::: QUELLENAUSZUG :::

Es ist begreiflich, daß Gefühle des Neides, die sich bei diesem fortwährenden Messen regen, auf Glücksmöglichkeiten nicht fördernd einwirken können. Aber so sehr uns allen, kraft des Gemeinschaftsgefühls, Neidregungen widerwärtig sind, so unbeliebt der Neid im allgemeinen ist, es wird wenig Menschen geben, die nicht irgendwelcher Neidregungen fähig wären. Wir müssen bekennen, daß wir alle nicht frei von Neid sind. Im gleichmäßigen Strom des Lebens tritt dies wohl nicht immer deutlich hervor. Wenn aber ein Mensch leidet und sich bedrängt fühlt, wenn er Mangel an Geld, Nahrung, Kleidung, Wärme empfindet, wenn sich seine Aussichten für die Zukunft verringern und er keinen Ausweg aus seiner bedrängten Lage sieht, dann wird uns verständlich, daß ein Menschengeschlecht wie das heutige, das erst im Anfange einer Kultur steht, Neidregungen empfinden wird, auch wenn es ihm Moral und Religion verbieten. So verstehen wir auch den Neid der Besitzlosen. Er wird uns erst dann unverständlich sein, wenn jemand den Beweis erbrächte, daß andere Menschen in solcher Situation nicht auch von Neidregungen befallen würden. Damit soll nur festgestellt sein, daß bei der heutigen seelischen Konstitution des Menschen mit diesem Faktor gerechnet werden muß. Es ist nicht zu vermeiden, daß er beim Einzelnen oder bei der Masse aufflammt, wenn man die Beschränkungen zu weit führt. Wenn wir aber auch den abstoßenden Formen, in denen der Neid auftritt, nicht unsere Billigung geben können, so müssen wir sagen, wir wissen eigentlich kein Mittel, um in solchen Fällen den Neid und auch den oft damit verbundenen Haß auszuschalten. Eines ist wohl jedem, der in unserer Gesellschaft lebt, im vorhinein klar, daß man solche Regungen nicht auf die Probe stellen, nicht provozieren soll, daß man so viel Taktgefühl haben muß, um diese sicher zu erwartende Erscheinung nicht hervorzurufen oder zu steigern. Obwohl damit noch nichts gebessert ist, ist es das wenigste, was man von einem Menschen verlangen kann: seine augenblickliche Überlegenheit über den anderen nicht zur Schau zu tragen, weil er dadurch jemand verletzen könnte.

:::

# [ANFORDERUNG]
Beantworte diese Fragen zum Text über den Neid oben jeweils in einem Satz.
1. Woran kann ein leidender Mensch laut Text Mangel empfinden?
2. Unter welcher Bedingung wäre der Neid der Besitzlosen laut Text unverständlich?
3. Was ist laut Text das wenigste, was man von einem Menschen verlangen kann?

::: ERFASSTE DATEN :::

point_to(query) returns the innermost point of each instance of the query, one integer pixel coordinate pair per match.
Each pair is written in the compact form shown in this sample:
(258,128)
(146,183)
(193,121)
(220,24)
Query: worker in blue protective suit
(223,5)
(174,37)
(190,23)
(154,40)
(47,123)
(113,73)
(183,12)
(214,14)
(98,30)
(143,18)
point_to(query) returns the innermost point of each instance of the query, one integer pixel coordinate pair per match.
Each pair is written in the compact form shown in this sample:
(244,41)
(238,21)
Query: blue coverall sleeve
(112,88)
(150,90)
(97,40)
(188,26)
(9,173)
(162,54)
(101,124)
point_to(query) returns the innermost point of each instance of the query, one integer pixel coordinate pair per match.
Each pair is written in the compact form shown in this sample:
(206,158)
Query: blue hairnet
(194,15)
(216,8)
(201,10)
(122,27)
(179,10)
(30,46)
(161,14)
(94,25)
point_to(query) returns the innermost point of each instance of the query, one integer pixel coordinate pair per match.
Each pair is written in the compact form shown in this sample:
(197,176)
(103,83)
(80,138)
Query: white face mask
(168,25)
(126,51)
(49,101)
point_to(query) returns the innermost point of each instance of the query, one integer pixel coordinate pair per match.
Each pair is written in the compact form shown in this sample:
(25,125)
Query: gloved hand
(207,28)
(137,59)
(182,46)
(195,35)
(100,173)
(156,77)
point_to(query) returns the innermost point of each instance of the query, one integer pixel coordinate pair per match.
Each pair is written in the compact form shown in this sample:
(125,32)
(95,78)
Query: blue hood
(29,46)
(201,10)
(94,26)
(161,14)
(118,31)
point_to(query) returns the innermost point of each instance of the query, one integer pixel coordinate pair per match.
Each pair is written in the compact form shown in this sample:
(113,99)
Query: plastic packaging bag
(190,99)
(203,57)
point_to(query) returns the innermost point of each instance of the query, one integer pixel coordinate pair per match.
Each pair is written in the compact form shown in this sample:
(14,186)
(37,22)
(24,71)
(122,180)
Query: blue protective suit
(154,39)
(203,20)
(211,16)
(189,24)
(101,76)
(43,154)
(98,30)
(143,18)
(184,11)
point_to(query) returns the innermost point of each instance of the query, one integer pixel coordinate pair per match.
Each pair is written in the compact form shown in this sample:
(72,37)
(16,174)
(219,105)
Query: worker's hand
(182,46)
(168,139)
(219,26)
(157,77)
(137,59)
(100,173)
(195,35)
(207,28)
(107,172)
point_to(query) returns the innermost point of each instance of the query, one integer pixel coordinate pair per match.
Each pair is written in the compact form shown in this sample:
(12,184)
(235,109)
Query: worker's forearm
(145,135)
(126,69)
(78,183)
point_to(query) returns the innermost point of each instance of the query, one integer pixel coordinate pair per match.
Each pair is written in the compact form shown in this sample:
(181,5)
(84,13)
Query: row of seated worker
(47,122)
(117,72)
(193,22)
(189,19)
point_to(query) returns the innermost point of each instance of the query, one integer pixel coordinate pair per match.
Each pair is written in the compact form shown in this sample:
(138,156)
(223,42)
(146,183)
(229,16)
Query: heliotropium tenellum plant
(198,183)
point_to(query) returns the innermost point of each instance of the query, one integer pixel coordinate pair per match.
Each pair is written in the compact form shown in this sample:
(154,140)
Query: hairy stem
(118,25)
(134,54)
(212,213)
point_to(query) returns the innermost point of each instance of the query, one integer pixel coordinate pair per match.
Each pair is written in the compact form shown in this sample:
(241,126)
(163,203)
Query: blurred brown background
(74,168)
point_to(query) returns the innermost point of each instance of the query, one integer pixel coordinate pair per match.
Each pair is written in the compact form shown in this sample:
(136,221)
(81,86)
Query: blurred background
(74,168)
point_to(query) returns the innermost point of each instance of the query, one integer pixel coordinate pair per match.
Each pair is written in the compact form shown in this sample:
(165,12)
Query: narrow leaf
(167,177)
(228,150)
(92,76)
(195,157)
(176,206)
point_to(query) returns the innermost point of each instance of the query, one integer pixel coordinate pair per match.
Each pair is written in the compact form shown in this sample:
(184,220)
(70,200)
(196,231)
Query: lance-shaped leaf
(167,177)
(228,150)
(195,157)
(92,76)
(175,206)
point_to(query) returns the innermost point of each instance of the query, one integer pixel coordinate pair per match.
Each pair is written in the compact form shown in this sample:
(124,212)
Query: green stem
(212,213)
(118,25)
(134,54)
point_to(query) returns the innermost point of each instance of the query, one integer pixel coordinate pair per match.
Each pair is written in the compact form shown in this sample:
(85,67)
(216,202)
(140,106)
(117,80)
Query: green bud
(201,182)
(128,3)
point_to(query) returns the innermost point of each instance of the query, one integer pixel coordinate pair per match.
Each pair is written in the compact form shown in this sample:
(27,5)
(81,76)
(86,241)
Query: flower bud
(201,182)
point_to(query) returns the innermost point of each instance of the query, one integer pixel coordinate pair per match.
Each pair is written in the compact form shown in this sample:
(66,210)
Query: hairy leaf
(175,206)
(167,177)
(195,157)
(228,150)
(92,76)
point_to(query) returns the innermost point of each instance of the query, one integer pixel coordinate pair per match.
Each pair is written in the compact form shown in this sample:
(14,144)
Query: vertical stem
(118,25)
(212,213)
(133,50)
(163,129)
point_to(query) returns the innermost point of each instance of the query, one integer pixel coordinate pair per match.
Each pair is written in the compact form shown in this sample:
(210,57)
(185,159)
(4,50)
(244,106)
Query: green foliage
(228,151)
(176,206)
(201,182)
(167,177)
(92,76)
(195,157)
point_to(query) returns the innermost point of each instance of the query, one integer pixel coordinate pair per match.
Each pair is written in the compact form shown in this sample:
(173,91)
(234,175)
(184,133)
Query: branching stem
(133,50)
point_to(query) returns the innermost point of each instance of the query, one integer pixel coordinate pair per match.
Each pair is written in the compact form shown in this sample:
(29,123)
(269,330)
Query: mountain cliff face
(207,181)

:::

# [VOLLSTÄNDIGE AUSGABE]
1. Er kann Mangel an Geld, Nahrung, Kleidung und Wärme empfinden.
2. Er wäre unverständlich, wenn jemand bewiese, dass andere Menschen in solcher Lage nicht auch von Neidregungen befallen würden.
3. Man kann verlangen, dass er seine augenblickliche Überlegenheit über den anderen nicht zur Schau trägt, weil er dadurch jemanden verletzen könnte.